Written exercise:
Every entry must be copied word for word.
>> begin Data section
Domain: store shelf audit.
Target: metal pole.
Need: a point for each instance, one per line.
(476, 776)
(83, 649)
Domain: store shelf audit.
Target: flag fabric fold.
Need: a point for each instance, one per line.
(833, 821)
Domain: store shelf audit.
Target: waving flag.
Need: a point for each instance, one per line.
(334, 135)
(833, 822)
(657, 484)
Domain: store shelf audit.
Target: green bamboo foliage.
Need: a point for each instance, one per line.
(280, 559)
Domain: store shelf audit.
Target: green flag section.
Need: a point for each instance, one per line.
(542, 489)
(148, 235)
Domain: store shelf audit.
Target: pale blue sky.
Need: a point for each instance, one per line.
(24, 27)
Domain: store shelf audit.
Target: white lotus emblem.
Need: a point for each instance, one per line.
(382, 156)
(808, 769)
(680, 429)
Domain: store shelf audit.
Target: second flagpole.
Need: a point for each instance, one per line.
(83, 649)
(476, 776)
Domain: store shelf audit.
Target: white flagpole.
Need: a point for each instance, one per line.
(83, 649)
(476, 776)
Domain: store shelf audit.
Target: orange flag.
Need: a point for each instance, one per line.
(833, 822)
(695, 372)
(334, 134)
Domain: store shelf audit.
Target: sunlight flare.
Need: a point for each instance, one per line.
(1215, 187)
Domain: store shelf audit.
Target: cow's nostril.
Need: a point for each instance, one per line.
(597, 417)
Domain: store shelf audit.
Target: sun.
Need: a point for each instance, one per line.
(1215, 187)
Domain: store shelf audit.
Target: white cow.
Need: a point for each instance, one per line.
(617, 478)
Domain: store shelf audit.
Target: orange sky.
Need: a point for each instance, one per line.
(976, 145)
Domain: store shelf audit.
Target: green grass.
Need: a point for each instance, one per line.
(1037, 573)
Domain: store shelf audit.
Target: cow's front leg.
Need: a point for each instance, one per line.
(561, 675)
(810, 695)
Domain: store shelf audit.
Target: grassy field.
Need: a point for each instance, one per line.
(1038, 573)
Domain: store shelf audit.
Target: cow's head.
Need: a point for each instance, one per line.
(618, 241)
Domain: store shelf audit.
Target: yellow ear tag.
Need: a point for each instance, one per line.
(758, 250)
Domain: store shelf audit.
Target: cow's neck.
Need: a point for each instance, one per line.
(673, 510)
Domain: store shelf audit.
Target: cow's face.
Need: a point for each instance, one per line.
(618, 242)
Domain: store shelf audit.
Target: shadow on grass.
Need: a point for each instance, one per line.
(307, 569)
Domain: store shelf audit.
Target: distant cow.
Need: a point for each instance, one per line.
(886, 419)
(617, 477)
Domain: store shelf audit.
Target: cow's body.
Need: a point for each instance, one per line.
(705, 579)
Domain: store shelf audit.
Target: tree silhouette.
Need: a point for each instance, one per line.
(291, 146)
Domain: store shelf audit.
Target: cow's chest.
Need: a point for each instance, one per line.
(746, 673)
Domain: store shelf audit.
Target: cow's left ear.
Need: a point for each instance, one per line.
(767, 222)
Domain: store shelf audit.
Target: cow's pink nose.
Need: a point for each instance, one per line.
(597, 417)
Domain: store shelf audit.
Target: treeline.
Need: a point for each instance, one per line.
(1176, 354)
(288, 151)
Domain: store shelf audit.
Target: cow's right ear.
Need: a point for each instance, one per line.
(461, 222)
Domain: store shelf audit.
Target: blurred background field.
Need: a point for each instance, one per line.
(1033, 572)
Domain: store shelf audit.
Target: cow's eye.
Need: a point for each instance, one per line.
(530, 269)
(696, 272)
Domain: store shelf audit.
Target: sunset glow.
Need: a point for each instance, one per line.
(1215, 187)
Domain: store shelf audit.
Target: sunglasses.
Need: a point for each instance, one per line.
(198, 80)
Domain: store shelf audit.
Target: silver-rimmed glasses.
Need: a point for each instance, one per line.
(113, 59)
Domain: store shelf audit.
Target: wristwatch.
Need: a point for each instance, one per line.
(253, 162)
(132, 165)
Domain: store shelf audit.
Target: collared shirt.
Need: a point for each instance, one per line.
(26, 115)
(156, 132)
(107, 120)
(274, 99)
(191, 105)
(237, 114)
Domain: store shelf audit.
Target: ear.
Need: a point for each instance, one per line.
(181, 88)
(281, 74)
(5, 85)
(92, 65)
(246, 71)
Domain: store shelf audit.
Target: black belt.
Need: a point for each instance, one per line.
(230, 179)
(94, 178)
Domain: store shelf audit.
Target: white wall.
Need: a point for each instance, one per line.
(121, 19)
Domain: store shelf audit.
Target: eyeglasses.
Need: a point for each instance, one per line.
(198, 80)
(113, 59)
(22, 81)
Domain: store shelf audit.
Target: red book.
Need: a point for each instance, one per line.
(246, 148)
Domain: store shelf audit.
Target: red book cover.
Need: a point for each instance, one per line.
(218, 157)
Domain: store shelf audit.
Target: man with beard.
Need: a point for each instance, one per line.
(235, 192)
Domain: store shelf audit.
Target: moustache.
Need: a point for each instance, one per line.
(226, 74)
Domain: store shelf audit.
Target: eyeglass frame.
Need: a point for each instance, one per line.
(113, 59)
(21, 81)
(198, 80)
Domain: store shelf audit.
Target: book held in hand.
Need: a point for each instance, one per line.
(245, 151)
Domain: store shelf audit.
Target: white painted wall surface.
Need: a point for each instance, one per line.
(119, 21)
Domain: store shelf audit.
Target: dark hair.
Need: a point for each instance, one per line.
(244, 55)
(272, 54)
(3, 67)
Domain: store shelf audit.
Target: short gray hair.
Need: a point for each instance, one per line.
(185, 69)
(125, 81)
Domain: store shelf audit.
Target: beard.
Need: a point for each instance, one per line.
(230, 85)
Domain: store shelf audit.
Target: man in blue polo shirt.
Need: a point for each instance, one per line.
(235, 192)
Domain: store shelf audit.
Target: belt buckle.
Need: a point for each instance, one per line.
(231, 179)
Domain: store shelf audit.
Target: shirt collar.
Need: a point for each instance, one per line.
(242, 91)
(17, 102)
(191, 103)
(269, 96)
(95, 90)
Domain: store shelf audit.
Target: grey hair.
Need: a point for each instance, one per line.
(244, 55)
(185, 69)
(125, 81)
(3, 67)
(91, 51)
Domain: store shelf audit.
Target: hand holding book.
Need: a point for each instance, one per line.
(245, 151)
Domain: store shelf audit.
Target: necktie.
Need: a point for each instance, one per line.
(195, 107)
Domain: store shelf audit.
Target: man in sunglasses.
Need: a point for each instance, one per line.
>> end Data section
Exercise output:
Domain: store shelf audit.
Target: metal pole.
Need: a point for each instance, one per line.
(476, 776)
(83, 649)
Domain: store shelf audit.
Target: flag fabric fold.
Need: a point for each instance, one per line.
(833, 821)
Domain: store shelf audit.
Target: waving flag.
Need: a point for each instance, one per line.
(334, 135)
(833, 822)
(657, 484)
Domain: store shelf audit.
Target: green bamboo foliage.
Need: a point for each instance, one per line.
(280, 559)
Domain: store shelf audit.
Target: green flag section.
Need: a point for each instance, one per line.
(542, 489)
(148, 235)
Domain: store shelf audit.
Target: pale blue sky.
Need: a point for each instance, one per line.
(24, 27)
Domain: store shelf audit.
Target: white lotus emblem.
Need: a point for each instance, one per line.
(382, 156)
(808, 769)
(680, 429)
Domain: store shelf audit.
Target: second flagpole.
Need: a point for each instance, one per line.
(83, 649)
(476, 776)
Domain: store shelf audit.
Target: white flagpole.
Need: a point for each instance, one per line.
(83, 649)
(476, 776)
Domain: store shelf audit.
Target: orange flag.
Need: a point for each instance, one per line.
(833, 822)
(695, 372)
(334, 134)
Domain: store shelf audit.
Target: sunlight flare.
Need: a point for each instance, one per line.
(1215, 187)
Domain: store shelf audit.
Target: cow's nostril.
Need: a point for each instance, one per line.
(597, 417)
Domain: store shelf audit.
Target: sun.
Need: a point for each instance, one per line.
(1215, 187)
Domain: store shelf audit.
Target: white cow.
Need: a point for each instance, one per line.
(617, 478)
Domain: store shelf audit.
Target: orange sky.
Need: a point for each instance, one per line.
(976, 145)
Domain: store shelf audit.
Target: green grass.
Need: a point for each instance, one per line.
(1037, 573)
Domain: store shelf audit.
Target: cow's front leg.
Need: a point for each instance, one per line.
(561, 675)
(810, 695)
Domain: store shelf audit.
Target: grassy field.
Need: a point for each instance, one per line.
(1038, 573)
Domain: store shelf audit.
Target: cow's head.
Need: a point for each instance, one per line.
(618, 241)
Domain: store shelf audit.
Target: yellow ear tag.
Need: a point for each instance, one per line.
(758, 250)
Domain: store shelf audit.
Target: cow's neck.
Need: a point for each instance, one per line.
(673, 510)
Domain: store shelf audit.
Target: cow's face.
Need: a point for each instance, one per line.
(618, 242)
Domain: store shelf audit.
Target: shadow on grass.
Need: a point for each instance, one per line.
(307, 569)
Domain: store shelf audit.
Target: distant cow.
Need: a point for each instance, one per line.
(886, 419)
(617, 477)
Domain: store shelf audit.
Target: cow's body.
Need: a point for each instance, one per line.
(705, 579)
Domain: store shelf audit.
Target: tree silhouette.
Need: a point for each instance, one per line.
(291, 146)
Domain: store shelf audit.
Target: cow's chest.
Need: a point for each instance, one per line.
(746, 673)
Domain: store shelf audit.
Target: cow's left ear.
Need: a point for each instance, one per line.
(767, 222)
Domain: store shelf audit.
Target: cow's pink nose.
Need: a point for each instance, one per line.
(597, 417)
Domain: store shelf audit.
Target: treeline.
Need: a point for each instance, one per line.
(1176, 354)
(288, 151)
Domain: store shelf audit.
Target: cow's right ear.
Need: a point for each instance, one per line.
(461, 222)
Domain: store shelf audit.
Target: blurred background field.
Need: a point for each instance, one per line.
(1033, 572)
Domain: store shelf audit.
Target: cow's eye.
Need: a point for each instance, one per line.
(530, 269)
(696, 272)
Domain: store shelf audit.
Target: sunset glow.
Need: a point for each instance, one per line.
(1215, 187)
Domain: store shelf audit.
Target: sunglasses.
Need: a point for each instance, one per line.
(198, 80)
Domain: store shelf audit.
Target: silver-rimmed glasses.
Need: a point for each instance, one per line.
(113, 59)
Domain: store shelf audit.
Target: wristwatch.
Need: a point for each instance, one per line.
(253, 162)
(132, 165)
Domain: store shelf audit.
Target: collared shirt.
Need: a point for each instance, one per line.
(26, 115)
(156, 132)
(107, 120)
(274, 99)
(191, 105)
(237, 114)
Domain: store shelf audit.
Target: ear.
Need: a point for each instance, one per line.
(181, 88)
(281, 74)
(5, 85)
(92, 65)
(246, 71)
Domain: store shelf audit.
Target: black belt.
Need: a point for each instance, one per line.
(230, 179)
(94, 178)
Domain: store shelf audit.
Target: white wall.
Need: a point for each instance, one per line.
(121, 19)
Domain: store shelf audit.
Target: eyeglasses.
Need: a point for each instance, one per line.
(198, 80)
(113, 59)
(22, 81)
Domain: store shelf audit.
Target: red book.
Need: a point for each instance, one per line.
(246, 148)
Domain: store shelf audit.
Target: red book cover.
Need: a point for each instance, one per line.
(218, 157)
Domain: store shelf audit.
Target: man with beard.
Need: a point for each instance, one per line.
(235, 192)
Domain: store shelf audit.
Target: moustache.
Need: a point for each instance, one per line.
(226, 74)
Domain: store shelf audit.
Target: eyeglass frame.
Need: a point for each instance, one per line.
(113, 59)
(21, 81)
(198, 80)
Domain: store shelf audit.
Target: book held in hand.
Need: a point for each instance, one per line.
(245, 151)
Domain: store shelf audit.
Target: white painted wall surface.
Need: a point for each instance, one per line.
(119, 21)
Domain: store shelf audit.
Target: dark hair.
Need: a point for each instance, one per line.
(244, 55)
(272, 54)
(3, 67)
Domain: store shelf audit.
Target: short gray hair.
Need: a point for each instance, one per line.
(185, 69)
(125, 81)
Domain: store shelf audit.
Target: beard.
Need: a point for each instance, one per line.
(230, 85)
Domain: store shelf audit.
Target: man in blue polo shirt.
Need: a point for each instance, one per line.
(235, 192)
Domain: store shelf audit.
Target: belt buckle.
Need: a point for each instance, one per line.
(231, 179)
Domain: store shelf audit.
Target: shirt collar.
Need: a point for each instance, one per line.
(242, 91)
(17, 102)
(191, 103)
(269, 96)
(95, 90)
Domain: store shelf audit.
Target: grey hair.
Need: a point for each instance, one per line.
(244, 55)
(185, 69)
(125, 81)
(3, 67)
(91, 51)
Domain: store shelf audit.
Target: hand holding book.
Need: a point for each instance, one per line.
(245, 151)
Domain: store shelf audit.
Target: necktie.
Need: a point for each instance, one per line.
(195, 107)
Domain: store shelf audit.
Target: man in sunglasses.
Need: a point for each instance, one per line.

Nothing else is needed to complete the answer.